**Dataset extract**

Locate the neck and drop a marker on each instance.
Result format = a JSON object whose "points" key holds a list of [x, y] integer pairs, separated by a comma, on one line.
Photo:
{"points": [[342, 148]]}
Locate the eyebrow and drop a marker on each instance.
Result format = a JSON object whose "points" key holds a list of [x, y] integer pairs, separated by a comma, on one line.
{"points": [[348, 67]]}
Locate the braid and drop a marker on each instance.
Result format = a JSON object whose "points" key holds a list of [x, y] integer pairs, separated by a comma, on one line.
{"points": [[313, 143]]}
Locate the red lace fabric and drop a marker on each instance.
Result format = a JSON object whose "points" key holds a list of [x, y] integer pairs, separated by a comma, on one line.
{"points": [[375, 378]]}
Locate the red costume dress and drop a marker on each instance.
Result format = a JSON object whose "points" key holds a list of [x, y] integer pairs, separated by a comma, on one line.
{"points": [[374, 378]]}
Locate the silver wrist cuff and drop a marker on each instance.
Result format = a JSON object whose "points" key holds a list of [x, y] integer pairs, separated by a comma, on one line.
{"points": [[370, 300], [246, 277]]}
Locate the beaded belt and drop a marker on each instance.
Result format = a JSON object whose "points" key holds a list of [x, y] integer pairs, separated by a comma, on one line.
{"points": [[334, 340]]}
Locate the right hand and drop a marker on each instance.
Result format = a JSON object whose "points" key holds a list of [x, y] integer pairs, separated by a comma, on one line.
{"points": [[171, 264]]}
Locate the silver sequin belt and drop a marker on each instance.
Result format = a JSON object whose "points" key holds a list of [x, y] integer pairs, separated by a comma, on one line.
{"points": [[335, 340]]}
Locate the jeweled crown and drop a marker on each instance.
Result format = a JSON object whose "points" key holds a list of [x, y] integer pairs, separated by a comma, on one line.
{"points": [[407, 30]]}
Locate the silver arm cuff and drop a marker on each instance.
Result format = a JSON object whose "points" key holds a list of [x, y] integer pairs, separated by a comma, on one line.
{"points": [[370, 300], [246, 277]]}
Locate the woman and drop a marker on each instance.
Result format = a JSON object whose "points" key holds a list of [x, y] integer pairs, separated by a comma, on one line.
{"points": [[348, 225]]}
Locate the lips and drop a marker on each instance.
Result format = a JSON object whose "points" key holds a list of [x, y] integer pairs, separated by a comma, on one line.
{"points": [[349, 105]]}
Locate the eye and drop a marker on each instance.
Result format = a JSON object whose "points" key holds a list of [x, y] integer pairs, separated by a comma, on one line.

**Exercise requirements**
Extract all of the data above and output it character for character.

**Task output**
Locate the neck and drop a marker on each instance.
Result format = a JSON object whose "points" key holds a list of [x, y] integer pairs, separated by a comma, on one line.
Photo:
{"points": [[342, 148]]}
Locate the eyebrow and drop a marker on each instance.
Result format = a JSON object whose "points" key holds a list of [x, y] integer pairs, separated by a comma, on one line.
{"points": [[348, 67]]}
Locate the braid and drop a marker on each instance.
Result format = a JSON object whose "points" key holds a list of [x, y] integer pairs, separated by a comma, on one line.
{"points": [[313, 143]]}
Locate the red lace fabric and drop a marker on each instance.
Result format = a JSON object whose "points" key holds a list of [x, y] integer pairs, separated by a comma, on one line.
{"points": [[375, 378]]}
Locate the red costume dress and drop a marker on each instance.
Result format = a JSON object whose "points" key holds a list of [x, y] integer pairs, separated by a comma, on one line.
{"points": [[374, 378]]}
Locate the silver wrist cuff and drop a marker on each instance.
Result format = a JSON object whose "points" key holds a list of [x, y] integer pairs, separated by a comma, on one line.
{"points": [[370, 300], [246, 277]]}
Locate the beaded belt and drop a marker on each instance.
Result format = a JSON object whose "points" key holds a list of [x, y] integer pairs, separated by a comma, on one line.
{"points": [[334, 340]]}
Locate the right hand and drop a marker on each instance.
Result format = a JSON object whose "points" key holds a list of [x, y] integer pairs, separated by a comma, on one line.
{"points": [[171, 264]]}
Locate the silver sequin belt and drop a marker on each instance.
Result format = a JSON object whose "points" key holds a list of [x, y] integer pairs, separated by a comma, on one line.
{"points": [[335, 340]]}
Locate the jeweled crown and drop a marker on each instance.
Result format = a JSON object whose "points" key holds a list of [x, y] integer pairs, separated by a comma, on one line.
{"points": [[407, 30]]}
Locate the silver arm cuff and drop a marker on each instance.
Result format = a JSON object whose "points" key holds a list of [x, y] integer pairs, separated by a comma, on one line.
{"points": [[370, 300], [246, 277]]}
Locate the woman and drop a marker on each instance.
Result format = a JSON object whose "points" key holds a list of [x, y] integer pairs, separated by a comma, on one line.
{"points": [[348, 225]]}
Locate the lips and drop a marker on each instance.
Result format = a JSON object whose "points" key holds a list of [x, y] integer pairs, separated by a comma, on one line.
{"points": [[349, 105]]}
Locate the eye and drop a marker on each instance.
Result format = a JSON object whose "points" key holds a list of [x, y] integer pairs, separated by a comma, on one line.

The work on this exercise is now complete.